» Task list:
a – Pull out the stretch of the Al Quoz thread from "Al Quoz 1 is" through "Quoz 1 Dubai).", word for word.
b – According to the Al Quoz thread, which landmark on Sheikh Zayed Road is Al Quoz behind?

» Excerpted text:
++++++++

# Al Quoz phase 1 and 2.



## Gwayland7 (Jan 7, 2012)

Hi all, I'm moving to Dubai on Feb 1st as i have accepted a job with Jumeirah at the Madinat. 
My accommodation is in either phase 1 or 2 in Al Quoz, just wondered if anybody has been in that area or has any recommendations for local amenities. Cant wait to get out there, I'm a 29yr old male and going to be in my own apartment, so if anybody is in that age group, any advice is welcome as it will be my 1st time in Dubai. Thanks y'all. Glenn


----------



## Tara86 (Jan 6, 2012)

Hi

Al Quoz 1 is near a pretty busy part of Dubai - you have the Dubai Mall closeby, as well as several hotels, apartment buildings & offices. Safa Park is just across the main highway (the Sheikh Zayed Road) & there are quite a few supermarkets around that area too. Al Quoz 2 is next to Al Quoz 1, but it's a bit further back (out of the city).

Does really help much, but you can have a look at google maps (just search for Al Quoz 1 Dubai).

Dubai's an easy place to get around, so hopefully you'll find everything you need quite quickly


----------



## BedouGirl (Sep 15, 2011)

Sorry to disagree but Al Quoz is not near Dubai Mall. If you want a landmark, it is behind Oasis Centre on Sheikh Zayed Road. I've googled it for you so you can read at your leisure http://www.google.co.uk/search?q=al+quoz+1+map&ie=UTF-8&oe=UTF-8&hl=en&client=safari


----------



## Gwayland7 (Jan 7, 2012)

cheers guys, i wasn't sure if Google maps was up to date as its 3 years old. Knowing how quick development takes place in Dubai.


----------



## BedouGirl (Sep 15, 2011)

Al Quoz is not really an area that has been affected, as it were, by development. It's a bit of a mix - residential, industrial, nationals, expats, arty.


----------

++++++++

» Stored records:
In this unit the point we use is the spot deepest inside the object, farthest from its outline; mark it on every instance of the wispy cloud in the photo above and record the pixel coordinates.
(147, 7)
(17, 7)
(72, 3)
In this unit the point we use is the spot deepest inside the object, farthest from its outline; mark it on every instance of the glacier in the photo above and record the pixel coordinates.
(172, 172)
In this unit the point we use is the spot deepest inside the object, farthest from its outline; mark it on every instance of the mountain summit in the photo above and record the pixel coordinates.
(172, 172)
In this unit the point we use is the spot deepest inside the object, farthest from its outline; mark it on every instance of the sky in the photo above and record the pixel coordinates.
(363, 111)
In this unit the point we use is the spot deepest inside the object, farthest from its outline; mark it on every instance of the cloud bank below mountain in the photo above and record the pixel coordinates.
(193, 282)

++++++++

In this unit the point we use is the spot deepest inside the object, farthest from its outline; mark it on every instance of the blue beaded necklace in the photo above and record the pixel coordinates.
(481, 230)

++++++++

» Answers in order:
a –
Al Quoz 1 is near a pretty busy part of Dubai - you have the Dubai Mall closeby, as well as several hotels, apartment buildings & offices. Safa Park is just across the main highway (the Sheikh Zayed Road) & there are quite a few supermarkets around that area too. Al Quoz 2 is next to Al Quoz 1, but it's a bit further back (out of the city).

Does really help much, but you can have a look at google maps (just search for Al Quoz 1 Dubai).

b – Oasis Centre